**Information supplied:**
++++++++
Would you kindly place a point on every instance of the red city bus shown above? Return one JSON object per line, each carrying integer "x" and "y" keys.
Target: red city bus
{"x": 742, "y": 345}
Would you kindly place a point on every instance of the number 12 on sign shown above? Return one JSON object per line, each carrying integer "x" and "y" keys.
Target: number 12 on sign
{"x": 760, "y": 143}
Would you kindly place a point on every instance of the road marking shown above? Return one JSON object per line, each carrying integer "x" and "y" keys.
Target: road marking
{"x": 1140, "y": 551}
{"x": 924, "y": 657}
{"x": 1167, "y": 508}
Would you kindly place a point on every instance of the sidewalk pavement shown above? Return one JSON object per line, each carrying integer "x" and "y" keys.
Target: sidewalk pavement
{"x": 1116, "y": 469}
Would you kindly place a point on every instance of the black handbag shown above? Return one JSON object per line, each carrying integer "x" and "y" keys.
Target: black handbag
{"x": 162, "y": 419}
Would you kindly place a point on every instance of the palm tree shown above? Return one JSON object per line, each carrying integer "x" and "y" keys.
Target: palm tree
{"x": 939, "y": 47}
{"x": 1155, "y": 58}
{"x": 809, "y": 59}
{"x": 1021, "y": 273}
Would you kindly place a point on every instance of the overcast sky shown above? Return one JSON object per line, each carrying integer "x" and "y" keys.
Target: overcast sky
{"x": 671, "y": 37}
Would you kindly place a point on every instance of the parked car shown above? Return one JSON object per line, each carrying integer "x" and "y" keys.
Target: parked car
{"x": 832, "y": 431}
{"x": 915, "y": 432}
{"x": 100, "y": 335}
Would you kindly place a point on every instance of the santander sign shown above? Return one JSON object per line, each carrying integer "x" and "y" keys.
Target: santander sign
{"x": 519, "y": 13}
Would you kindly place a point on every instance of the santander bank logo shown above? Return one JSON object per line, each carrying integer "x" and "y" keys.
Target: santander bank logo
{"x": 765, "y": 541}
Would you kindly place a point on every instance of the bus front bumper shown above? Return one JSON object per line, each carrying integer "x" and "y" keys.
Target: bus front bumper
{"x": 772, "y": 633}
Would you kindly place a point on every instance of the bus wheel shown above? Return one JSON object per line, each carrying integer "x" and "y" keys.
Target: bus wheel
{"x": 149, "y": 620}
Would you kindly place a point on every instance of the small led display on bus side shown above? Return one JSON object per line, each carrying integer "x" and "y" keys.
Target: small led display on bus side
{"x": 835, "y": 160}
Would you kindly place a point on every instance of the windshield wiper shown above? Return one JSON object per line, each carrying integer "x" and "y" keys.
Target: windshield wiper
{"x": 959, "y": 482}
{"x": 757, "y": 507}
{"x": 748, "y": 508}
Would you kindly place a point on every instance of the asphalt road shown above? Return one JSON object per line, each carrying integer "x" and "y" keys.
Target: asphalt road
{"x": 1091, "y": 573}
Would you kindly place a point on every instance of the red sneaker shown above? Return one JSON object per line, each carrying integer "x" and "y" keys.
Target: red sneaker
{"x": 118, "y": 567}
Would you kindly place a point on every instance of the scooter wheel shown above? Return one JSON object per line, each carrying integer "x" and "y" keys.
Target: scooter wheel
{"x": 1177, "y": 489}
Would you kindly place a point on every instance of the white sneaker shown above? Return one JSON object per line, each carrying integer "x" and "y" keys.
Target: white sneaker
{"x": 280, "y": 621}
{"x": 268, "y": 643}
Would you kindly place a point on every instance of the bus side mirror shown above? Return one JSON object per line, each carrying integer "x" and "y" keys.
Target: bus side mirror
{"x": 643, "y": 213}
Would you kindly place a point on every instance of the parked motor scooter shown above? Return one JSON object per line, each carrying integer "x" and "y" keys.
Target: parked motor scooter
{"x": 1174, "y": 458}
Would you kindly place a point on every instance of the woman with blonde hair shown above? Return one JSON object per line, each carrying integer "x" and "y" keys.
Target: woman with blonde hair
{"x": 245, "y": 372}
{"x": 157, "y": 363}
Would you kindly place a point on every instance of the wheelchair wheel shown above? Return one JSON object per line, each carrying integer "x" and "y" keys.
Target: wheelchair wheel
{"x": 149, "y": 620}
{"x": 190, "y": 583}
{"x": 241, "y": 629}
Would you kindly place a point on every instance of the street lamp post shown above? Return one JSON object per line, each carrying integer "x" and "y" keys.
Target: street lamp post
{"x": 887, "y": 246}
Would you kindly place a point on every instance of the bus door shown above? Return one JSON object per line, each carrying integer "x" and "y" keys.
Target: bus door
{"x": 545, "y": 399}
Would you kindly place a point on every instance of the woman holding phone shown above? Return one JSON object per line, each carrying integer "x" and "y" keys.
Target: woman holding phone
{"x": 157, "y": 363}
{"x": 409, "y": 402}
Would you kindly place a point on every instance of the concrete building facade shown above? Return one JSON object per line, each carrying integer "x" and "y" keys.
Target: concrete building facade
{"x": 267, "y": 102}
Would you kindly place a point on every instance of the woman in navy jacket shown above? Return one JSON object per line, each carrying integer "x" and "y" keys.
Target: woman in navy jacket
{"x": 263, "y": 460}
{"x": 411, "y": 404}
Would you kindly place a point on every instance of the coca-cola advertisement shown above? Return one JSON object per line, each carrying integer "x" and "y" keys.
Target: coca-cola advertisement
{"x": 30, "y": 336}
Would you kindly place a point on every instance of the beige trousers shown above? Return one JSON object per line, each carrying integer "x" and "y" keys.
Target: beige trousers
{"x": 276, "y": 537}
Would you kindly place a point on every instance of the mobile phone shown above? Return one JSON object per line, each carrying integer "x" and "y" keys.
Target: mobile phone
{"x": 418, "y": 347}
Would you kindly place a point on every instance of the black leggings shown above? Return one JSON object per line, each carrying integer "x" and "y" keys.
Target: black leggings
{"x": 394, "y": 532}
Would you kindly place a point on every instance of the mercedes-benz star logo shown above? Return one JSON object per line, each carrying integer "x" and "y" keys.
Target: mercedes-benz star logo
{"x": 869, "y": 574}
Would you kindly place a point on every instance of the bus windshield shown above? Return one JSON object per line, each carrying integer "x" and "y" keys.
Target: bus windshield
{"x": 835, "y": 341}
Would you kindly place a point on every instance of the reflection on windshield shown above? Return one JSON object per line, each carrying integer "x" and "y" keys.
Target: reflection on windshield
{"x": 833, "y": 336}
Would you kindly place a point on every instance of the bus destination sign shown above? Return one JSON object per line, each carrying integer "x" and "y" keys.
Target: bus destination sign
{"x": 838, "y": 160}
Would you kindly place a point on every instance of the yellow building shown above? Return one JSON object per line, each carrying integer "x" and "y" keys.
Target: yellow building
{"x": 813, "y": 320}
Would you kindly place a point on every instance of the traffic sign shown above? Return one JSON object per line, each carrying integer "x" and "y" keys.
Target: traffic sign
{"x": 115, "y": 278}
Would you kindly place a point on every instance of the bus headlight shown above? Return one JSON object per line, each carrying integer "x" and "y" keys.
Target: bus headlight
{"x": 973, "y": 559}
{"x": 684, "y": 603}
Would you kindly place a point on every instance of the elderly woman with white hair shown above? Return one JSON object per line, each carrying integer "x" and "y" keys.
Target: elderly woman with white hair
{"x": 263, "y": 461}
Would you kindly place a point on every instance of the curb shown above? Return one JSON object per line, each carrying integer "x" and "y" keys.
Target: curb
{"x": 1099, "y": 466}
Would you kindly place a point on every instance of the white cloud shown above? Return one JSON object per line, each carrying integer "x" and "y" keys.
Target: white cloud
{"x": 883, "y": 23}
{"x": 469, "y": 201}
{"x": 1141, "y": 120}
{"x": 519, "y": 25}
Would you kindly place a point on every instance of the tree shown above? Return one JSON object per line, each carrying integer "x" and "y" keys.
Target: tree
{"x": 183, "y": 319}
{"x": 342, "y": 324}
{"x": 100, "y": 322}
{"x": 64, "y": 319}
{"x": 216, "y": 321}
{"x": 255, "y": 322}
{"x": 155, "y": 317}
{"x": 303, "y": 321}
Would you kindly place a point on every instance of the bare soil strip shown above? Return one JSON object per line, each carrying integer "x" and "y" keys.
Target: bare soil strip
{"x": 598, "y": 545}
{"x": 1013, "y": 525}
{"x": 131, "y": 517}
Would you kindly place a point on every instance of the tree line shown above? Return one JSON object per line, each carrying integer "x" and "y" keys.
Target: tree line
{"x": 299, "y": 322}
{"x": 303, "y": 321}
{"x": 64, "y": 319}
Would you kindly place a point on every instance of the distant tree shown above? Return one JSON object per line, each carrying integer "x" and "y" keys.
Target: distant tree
++++++++
The lines to quote run from the one containing "of the bare" through the final line of the material above; please give them exactly, both ends included, and nothing else.

**Completed exercise:**
Would you kindly place a point on every instance of the bare soil strip shown above? Return one JSON object per line, each carrying integer "x" and "y" keys.
Target: bare soil strip
{"x": 598, "y": 545}
{"x": 1013, "y": 525}
{"x": 131, "y": 517}
Would you kindly place a point on every instance of the tree line shown above? Return one JSON object per line, each carrying integer "x" and "y" keys.
Target: tree line
{"x": 299, "y": 322}
{"x": 303, "y": 321}
{"x": 64, "y": 319}
Would you kindly place a point on every instance of the distant tree shown above? Return one JSON object per line, each carrying integer "x" and "y" keys.
Target: distant tree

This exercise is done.